Collected data entries:
###

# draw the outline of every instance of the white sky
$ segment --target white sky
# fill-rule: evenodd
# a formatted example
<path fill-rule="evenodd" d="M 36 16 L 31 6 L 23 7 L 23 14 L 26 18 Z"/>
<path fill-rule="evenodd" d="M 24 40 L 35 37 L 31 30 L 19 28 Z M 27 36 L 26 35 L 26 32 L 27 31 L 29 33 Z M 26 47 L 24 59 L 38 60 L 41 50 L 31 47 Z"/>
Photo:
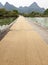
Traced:
<path fill-rule="evenodd" d="M 29 6 L 33 2 L 37 2 L 40 7 L 44 7 L 45 9 L 48 8 L 48 0 L 0 0 L 0 2 L 2 4 L 5 4 L 5 2 L 9 2 L 16 7 Z"/>

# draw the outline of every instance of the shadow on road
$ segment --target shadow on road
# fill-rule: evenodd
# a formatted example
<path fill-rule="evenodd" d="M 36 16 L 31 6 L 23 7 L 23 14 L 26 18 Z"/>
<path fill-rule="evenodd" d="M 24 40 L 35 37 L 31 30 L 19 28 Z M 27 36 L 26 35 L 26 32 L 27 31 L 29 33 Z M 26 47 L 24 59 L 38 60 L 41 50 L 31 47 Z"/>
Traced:
<path fill-rule="evenodd" d="M 0 41 L 4 38 L 4 36 L 9 32 L 9 29 L 0 33 Z"/>

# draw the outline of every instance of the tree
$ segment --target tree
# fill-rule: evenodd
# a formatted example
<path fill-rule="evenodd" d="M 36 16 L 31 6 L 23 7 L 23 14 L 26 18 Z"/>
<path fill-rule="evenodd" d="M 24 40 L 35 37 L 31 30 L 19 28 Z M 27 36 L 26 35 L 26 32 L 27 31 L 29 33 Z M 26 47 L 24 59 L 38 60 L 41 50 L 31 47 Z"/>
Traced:
<path fill-rule="evenodd" d="M 19 13 L 18 10 L 13 10 L 13 12 L 16 12 L 17 14 Z"/>
<path fill-rule="evenodd" d="M 0 9 L 0 18 L 2 17 L 18 17 L 19 13 L 17 10 L 7 11 L 4 8 Z"/>
<path fill-rule="evenodd" d="M 29 16 L 34 17 L 35 14 L 36 14 L 36 13 L 33 11 L 33 12 L 31 12 L 31 13 L 29 14 Z"/>
<path fill-rule="evenodd" d="M 46 9 L 43 14 L 48 16 L 48 9 Z"/>
<path fill-rule="evenodd" d="M 4 8 L 0 9 L 0 16 L 4 16 L 4 14 L 6 13 L 6 10 Z"/>

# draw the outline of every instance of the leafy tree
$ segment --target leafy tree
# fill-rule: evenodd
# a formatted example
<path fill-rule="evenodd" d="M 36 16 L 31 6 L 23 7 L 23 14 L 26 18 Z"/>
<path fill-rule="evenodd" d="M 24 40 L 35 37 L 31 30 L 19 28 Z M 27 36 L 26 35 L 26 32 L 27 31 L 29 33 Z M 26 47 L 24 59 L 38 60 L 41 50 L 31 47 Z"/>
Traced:
<path fill-rule="evenodd" d="M 15 12 L 16 14 L 18 14 L 19 12 L 18 12 L 18 10 L 13 10 L 13 12 Z"/>
<path fill-rule="evenodd" d="M 48 16 L 48 9 L 46 9 L 43 14 Z"/>
<path fill-rule="evenodd" d="M 0 16 L 3 16 L 6 13 L 6 10 L 4 8 L 0 9 Z"/>
<path fill-rule="evenodd" d="M 19 13 L 17 10 L 7 11 L 4 8 L 0 9 L 0 18 L 1 17 L 18 17 Z"/>
<path fill-rule="evenodd" d="M 34 17 L 35 14 L 36 14 L 36 13 L 33 11 L 33 12 L 31 12 L 31 13 L 29 14 L 29 16 Z"/>
<path fill-rule="evenodd" d="M 8 14 L 10 17 L 18 17 L 18 14 L 14 11 L 9 12 Z"/>

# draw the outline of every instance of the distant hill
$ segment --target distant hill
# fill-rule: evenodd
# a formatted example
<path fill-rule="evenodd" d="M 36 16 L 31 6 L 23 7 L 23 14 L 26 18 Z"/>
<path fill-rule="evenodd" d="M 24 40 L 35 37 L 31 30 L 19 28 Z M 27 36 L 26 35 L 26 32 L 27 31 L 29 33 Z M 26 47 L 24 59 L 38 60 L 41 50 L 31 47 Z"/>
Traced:
<path fill-rule="evenodd" d="M 19 7 L 19 12 L 21 12 L 21 13 L 30 13 L 32 11 L 35 11 L 35 12 L 44 12 L 44 10 L 45 9 L 39 7 L 36 2 L 31 4 L 29 7 Z"/>
<path fill-rule="evenodd" d="M 3 6 L 0 3 L 0 8 L 5 8 L 6 10 L 18 10 L 20 13 L 30 13 L 32 11 L 35 12 L 44 12 L 44 8 L 41 8 L 38 6 L 38 4 L 36 2 L 32 3 L 29 7 L 25 6 L 25 7 L 15 7 L 14 5 L 9 4 L 8 2 L 5 3 L 5 5 Z"/>
<path fill-rule="evenodd" d="M 6 10 L 15 10 L 16 9 L 16 7 L 14 5 L 9 4 L 8 2 L 6 2 L 6 4 L 4 5 L 4 8 Z"/>
<path fill-rule="evenodd" d="M 3 8 L 3 5 L 2 5 L 2 3 L 0 3 L 0 8 Z"/>

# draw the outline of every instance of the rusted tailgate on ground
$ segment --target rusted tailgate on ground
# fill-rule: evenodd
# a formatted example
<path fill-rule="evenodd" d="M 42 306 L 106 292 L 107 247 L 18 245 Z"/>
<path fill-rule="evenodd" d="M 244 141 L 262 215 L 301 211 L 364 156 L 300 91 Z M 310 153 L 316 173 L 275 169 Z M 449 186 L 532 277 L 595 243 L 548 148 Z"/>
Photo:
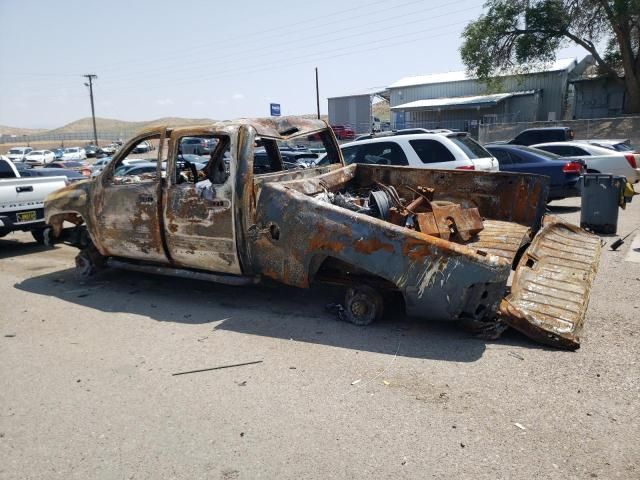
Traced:
<path fill-rule="evenodd" d="M 575 225 L 545 218 L 522 256 L 500 318 L 541 343 L 580 347 L 580 331 L 600 258 L 600 239 Z"/>

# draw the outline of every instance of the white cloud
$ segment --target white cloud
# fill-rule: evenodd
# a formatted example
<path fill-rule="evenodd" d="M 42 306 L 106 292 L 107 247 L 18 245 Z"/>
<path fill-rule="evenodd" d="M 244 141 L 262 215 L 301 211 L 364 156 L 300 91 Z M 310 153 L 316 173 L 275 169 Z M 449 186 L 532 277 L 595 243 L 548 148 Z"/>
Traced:
<path fill-rule="evenodd" d="M 160 98 L 156 100 L 158 105 L 173 105 L 173 100 L 170 98 Z"/>
<path fill-rule="evenodd" d="M 203 100 L 194 100 L 191 102 L 191 105 L 194 107 L 202 107 L 203 105 L 206 105 L 206 103 Z"/>
<path fill-rule="evenodd" d="M 231 98 L 233 100 L 244 100 L 244 95 L 242 93 L 234 93 Z"/>

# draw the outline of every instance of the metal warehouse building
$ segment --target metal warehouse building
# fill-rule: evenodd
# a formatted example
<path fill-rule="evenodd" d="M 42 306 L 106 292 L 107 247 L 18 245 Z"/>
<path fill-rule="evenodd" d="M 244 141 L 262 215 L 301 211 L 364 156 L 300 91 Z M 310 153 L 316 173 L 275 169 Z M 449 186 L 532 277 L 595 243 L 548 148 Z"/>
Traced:
<path fill-rule="evenodd" d="M 329 122 L 371 129 L 373 95 L 388 99 L 391 127 L 452 128 L 472 133 L 480 123 L 562 120 L 577 113 L 574 78 L 592 62 L 560 59 L 528 73 L 508 73 L 487 84 L 466 72 L 409 76 L 385 90 L 329 98 Z"/>
<path fill-rule="evenodd" d="M 384 88 L 372 88 L 353 95 L 328 98 L 329 123 L 349 125 L 356 133 L 369 133 L 373 117 L 371 106 L 375 97 L 388 100 L 388 92 Z"/>
<path fill-rule="evenodd" d="M 575 59 L 562 59 L 544 70 L 502 75 L 494 91 L 464 71 L 405 77 L 388 89 L 391 123 L 472 130 L 478 123 L 562 119 L 576 65 Z"/>

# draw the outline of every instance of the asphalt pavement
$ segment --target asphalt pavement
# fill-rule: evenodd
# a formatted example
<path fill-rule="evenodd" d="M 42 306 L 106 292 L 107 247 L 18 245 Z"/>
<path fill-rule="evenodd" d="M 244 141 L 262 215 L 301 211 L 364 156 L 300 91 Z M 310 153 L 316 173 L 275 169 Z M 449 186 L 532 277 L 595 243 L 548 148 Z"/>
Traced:
<path fill-rule="evenodd" d="M 579 200 L 551 213 L 578 223 Z M 640 197 L 618 233 L 638 225 Z M 393 310 L 356 327 L 328 288 L 82 283 L 75 249 L 10 235 L 0 478 L 637 479 L 640 234 L 615 238 L 568 352 Z"/>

###

## Exercise details
Check each line of the records above for the word "tailgate", then give the number of lines that have it, with no other words.

## Solution to this exercise
2